By GHK Lall
There have been many calls for a pay increase for public servants. They have fallen on deaf ears in the PPP Government. Government leaders have settled for selective comforting of sectors and citizens that give them the biggest return where it counts -the polling booth. These charitable exercises are the invisible and inaudible messages in cash envelopes. It is: remember who was there, remember who gave when things were bad. Considering the fickle mindset of easily influenced Guyanese, it is a sensible investment by the PPP Government. Give a little now to get a lot later is the thinking behind these temporary relief measures.
Recently, the announcement came that the minimum wage was increased by just over 36% to $60,000. It is sure to cover and benefit a whole host of Guyanese locked in the economic twilight zone of this South American Dubai called Guyana. I say this on the minimum wage raise: it means a ‘little extra something’ to those with one foot in the drain, and it is sizable percentage wise. But it does not go far enough to ease the daily money agony for those living with a constant battle to hold ends together. In the bluntest terms, it means food, housing, transportation, and medicine foregone. The $16,000 raise looks good on paper, but that is as much as could be said about it, and that it is better than nothing. And in a country where the State media is proud to trumpet a thriving second quarter economy, in a country with a fantastic GDP projection, it is not good enough, far from enough, this minimum wage increase.

[Text-to-region grounding data]
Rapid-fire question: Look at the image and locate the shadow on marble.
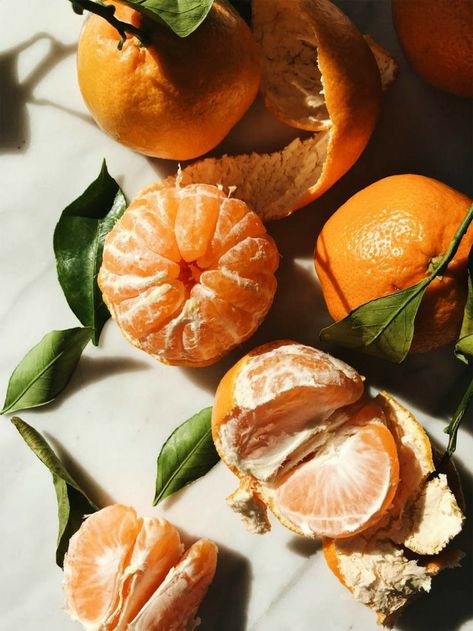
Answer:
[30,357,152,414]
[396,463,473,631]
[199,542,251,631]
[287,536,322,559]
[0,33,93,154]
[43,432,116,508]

==

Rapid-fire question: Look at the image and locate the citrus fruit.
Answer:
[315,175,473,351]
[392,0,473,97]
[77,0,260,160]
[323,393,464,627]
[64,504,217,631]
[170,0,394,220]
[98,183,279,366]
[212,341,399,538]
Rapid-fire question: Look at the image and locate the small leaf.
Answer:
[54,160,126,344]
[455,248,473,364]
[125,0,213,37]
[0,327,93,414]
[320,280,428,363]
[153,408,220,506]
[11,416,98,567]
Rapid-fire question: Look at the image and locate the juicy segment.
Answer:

• About this exercise
Write the next part of the opinion piece on Guyana's minimum wage increase, starting right after its last sentence.

• Result of this exercise
Before that, fisherfolk got relief, farmers did, sugar workers received (twice), and now low wage toilers are in for a boost. A group is missing, nowhere in the mix. If I may ask, what happened to public servants? What about them, Dr. Irfaan ‘Dubai’ Ali? The ‘bun sugah’ workers benefited twice from the kind consideration of the PPP’s VP, Dr. Gas to shore. But somehow, the world of Guyana’s public servants is darkened and brutalized some more by black and blue marks inflicted by a callous PPP Government and its vengeful leaders. I put on the table this little nugget: sugar workers in a failed and draining industry have been twice helped handsomely, but public servants who do many dirty and undesired jobs in this country (nursing, teaching, counseling, controlling, defending) are left dangling on a string. I hate to use the word, but I sense some degree of payback for the Coalition’s closure of sugar estates. Interestingly, the PPP Government is doing the same thing (differently) but with same objective (result), and not a squawk is heard from any corner. But there is so much more to this issue of a pay raise for public servants, which I now focus on, and urge fellow citizens to think about carefully and sensibly.
Think about this. If the government makes a move and finally decides to increase the pay of our struggling public servants to a respectable level, there is a chain reaction that becomes necessary. I caution it is necessary, all things reasonably considered, but not definite, as in mandatory. The first is that the private sector would be pushed to follow suit, and keep in line (at least) with whatever new pay levels are in effect in the public service. It would not come across well for the private sector to lag behind the public sector, should such deficits exist. Now there is a problem, and it is a significant one that is worth the most serious consideration.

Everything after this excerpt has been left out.